::: Extracted material
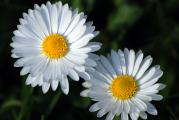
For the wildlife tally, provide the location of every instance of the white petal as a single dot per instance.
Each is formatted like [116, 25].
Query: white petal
[24, 71]
[140, 104]
[54, 19]
[45, 87]
[124, 116]
[122, 61]
[138, 60]
[94, 108]
[151, 109]
[74, 75]
[108, 66]
[143, 115]
[156, 97]
[65, 86]
[54, 84]
[116, 62]
[146, 63]
[110, 116]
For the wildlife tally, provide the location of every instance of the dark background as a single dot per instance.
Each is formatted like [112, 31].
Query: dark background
[149, 25]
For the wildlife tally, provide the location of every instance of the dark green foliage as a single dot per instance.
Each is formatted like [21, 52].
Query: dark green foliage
[149, 25]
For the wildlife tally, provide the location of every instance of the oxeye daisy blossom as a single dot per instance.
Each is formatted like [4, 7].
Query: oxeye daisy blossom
[51, 43]
[123, 85]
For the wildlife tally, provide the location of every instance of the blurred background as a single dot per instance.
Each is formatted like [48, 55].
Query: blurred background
[149, 25]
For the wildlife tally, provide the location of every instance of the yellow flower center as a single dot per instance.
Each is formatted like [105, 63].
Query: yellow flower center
[123, 87]
[54, 46]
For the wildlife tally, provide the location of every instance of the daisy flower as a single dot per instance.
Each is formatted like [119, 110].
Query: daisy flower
[123, 85]
[53, 42]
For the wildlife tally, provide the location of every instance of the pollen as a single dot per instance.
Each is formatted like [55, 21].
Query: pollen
[54, 46]
[123, 87]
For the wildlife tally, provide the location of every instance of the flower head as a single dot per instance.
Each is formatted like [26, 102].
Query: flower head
[123, 85]
[53, 42]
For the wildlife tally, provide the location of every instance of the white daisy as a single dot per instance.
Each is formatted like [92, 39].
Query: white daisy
[122, 85]
[53, 42]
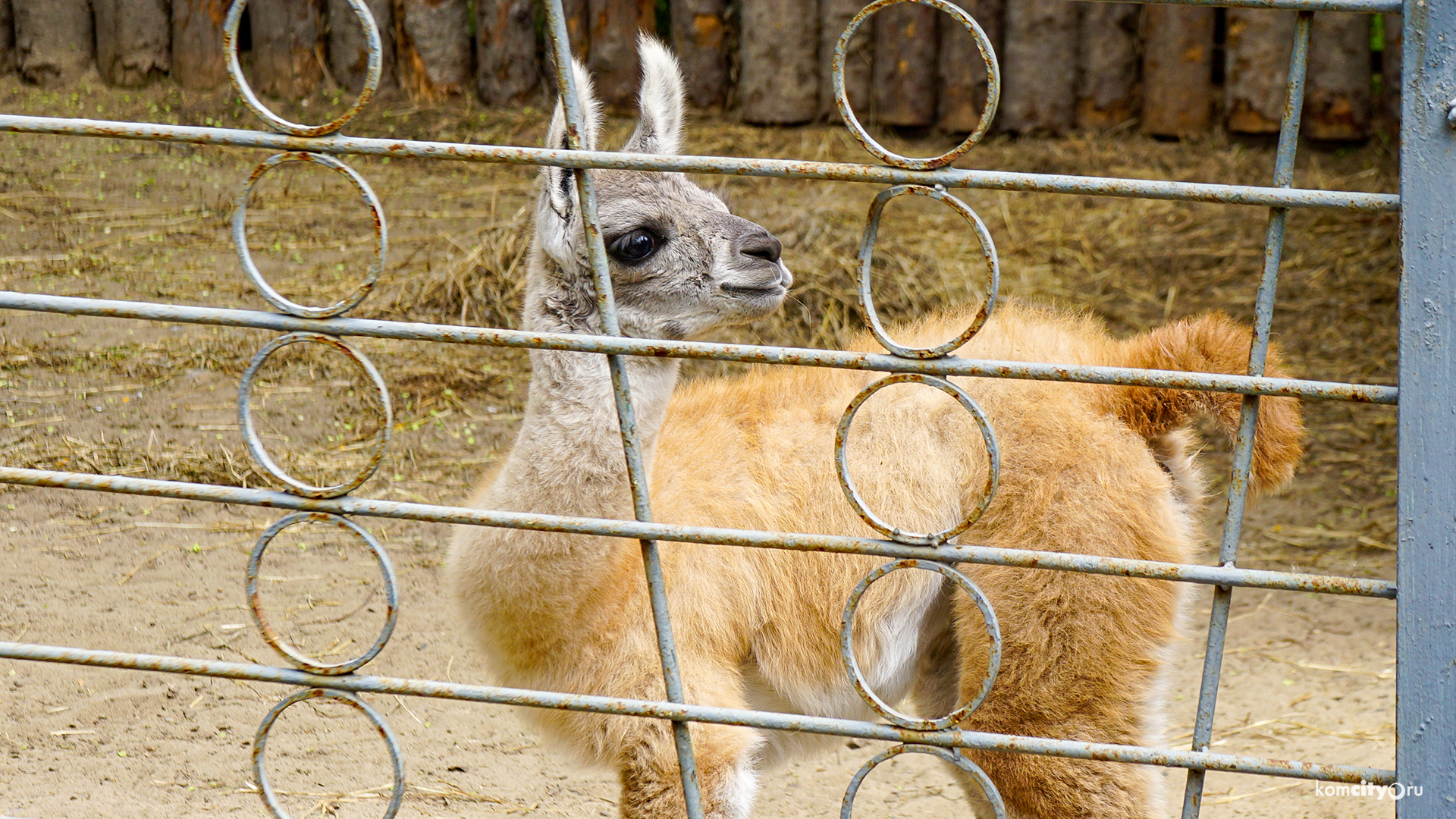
::::::
Problem to solve: Nothing but the lines from the one containing "Each is formatted like [26, 102]." through the final line of the records, both included and copied exactly, should appear in the answer; pictures stay out.

Exercise response:
Each is formatted like [26, 102].
Query: flower head
[123, 85]
[53, 42]
For the wildlife tally, provide the location of every instance of the white daisy as a single dot per instance.
Each is formatted like [92, 39].
Query: white daisy
[122, 85]
[53, 42]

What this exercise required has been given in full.